WRITTEN TASK = Exactly as they appear, copy the lines of the listing from the one containing "leg shown in this photo." through the final line, both included, and nothing else.

Extracted records:

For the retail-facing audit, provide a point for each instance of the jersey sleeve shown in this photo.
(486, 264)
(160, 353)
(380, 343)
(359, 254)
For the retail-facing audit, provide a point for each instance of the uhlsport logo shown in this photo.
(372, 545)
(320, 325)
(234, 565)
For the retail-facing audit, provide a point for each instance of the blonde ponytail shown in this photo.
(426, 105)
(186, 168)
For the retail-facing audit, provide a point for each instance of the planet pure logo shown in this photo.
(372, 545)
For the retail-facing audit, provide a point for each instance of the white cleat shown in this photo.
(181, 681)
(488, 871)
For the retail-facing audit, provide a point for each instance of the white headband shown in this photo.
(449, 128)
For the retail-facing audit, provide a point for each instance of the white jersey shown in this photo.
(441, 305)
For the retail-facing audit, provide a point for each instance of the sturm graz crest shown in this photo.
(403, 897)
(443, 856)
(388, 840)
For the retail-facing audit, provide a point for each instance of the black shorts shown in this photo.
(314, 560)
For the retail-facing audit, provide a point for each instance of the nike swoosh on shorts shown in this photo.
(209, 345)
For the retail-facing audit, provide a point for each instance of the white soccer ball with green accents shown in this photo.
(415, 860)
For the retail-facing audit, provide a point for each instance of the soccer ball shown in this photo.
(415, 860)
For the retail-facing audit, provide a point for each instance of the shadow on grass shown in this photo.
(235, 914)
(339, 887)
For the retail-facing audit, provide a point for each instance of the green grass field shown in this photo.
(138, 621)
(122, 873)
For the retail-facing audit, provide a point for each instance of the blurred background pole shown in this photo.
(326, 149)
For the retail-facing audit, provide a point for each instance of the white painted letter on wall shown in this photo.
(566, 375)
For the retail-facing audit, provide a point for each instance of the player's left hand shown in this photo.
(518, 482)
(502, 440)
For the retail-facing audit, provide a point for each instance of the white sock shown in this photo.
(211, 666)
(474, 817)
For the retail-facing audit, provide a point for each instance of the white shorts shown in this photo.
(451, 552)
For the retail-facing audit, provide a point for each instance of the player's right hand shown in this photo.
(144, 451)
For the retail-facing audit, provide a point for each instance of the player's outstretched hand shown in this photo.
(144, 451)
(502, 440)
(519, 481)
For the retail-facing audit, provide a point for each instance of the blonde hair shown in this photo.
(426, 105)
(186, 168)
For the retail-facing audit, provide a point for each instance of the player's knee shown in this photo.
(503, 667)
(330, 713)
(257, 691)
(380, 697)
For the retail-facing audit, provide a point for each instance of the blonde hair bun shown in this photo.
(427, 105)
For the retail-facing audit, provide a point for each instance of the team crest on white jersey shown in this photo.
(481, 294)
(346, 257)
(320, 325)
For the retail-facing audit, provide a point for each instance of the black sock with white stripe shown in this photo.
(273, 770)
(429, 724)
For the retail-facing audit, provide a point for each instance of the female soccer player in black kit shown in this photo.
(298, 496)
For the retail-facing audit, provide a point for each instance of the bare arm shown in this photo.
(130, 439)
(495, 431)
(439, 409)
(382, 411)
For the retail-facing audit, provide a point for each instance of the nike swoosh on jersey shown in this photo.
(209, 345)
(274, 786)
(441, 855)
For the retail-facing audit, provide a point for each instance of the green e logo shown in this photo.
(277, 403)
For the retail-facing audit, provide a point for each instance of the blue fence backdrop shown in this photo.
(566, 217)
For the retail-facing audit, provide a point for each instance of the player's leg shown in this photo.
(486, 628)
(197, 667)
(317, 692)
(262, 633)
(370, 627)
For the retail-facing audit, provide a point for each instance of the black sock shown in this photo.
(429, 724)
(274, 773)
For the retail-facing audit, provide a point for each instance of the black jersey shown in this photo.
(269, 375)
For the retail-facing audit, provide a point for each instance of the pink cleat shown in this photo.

PROBLEM SOLUTION =
For the retail-facing audit, provide a point for each instance of the player's leg shown in this photo.
(486, 628)
(197, 667)
(317, 692)
(262, 633)
(370, 627)
For the retail-facing audit, provide a point for each instance of the black sock shown in this photo.
(429, 724)
(274, 773)
For the retail-facing audit, provide a point for each instance of the black jersey shown in this photo.
(269, 375)
For the retail-facing audit, provide a point for each instance of the pink cleat shown in this photo.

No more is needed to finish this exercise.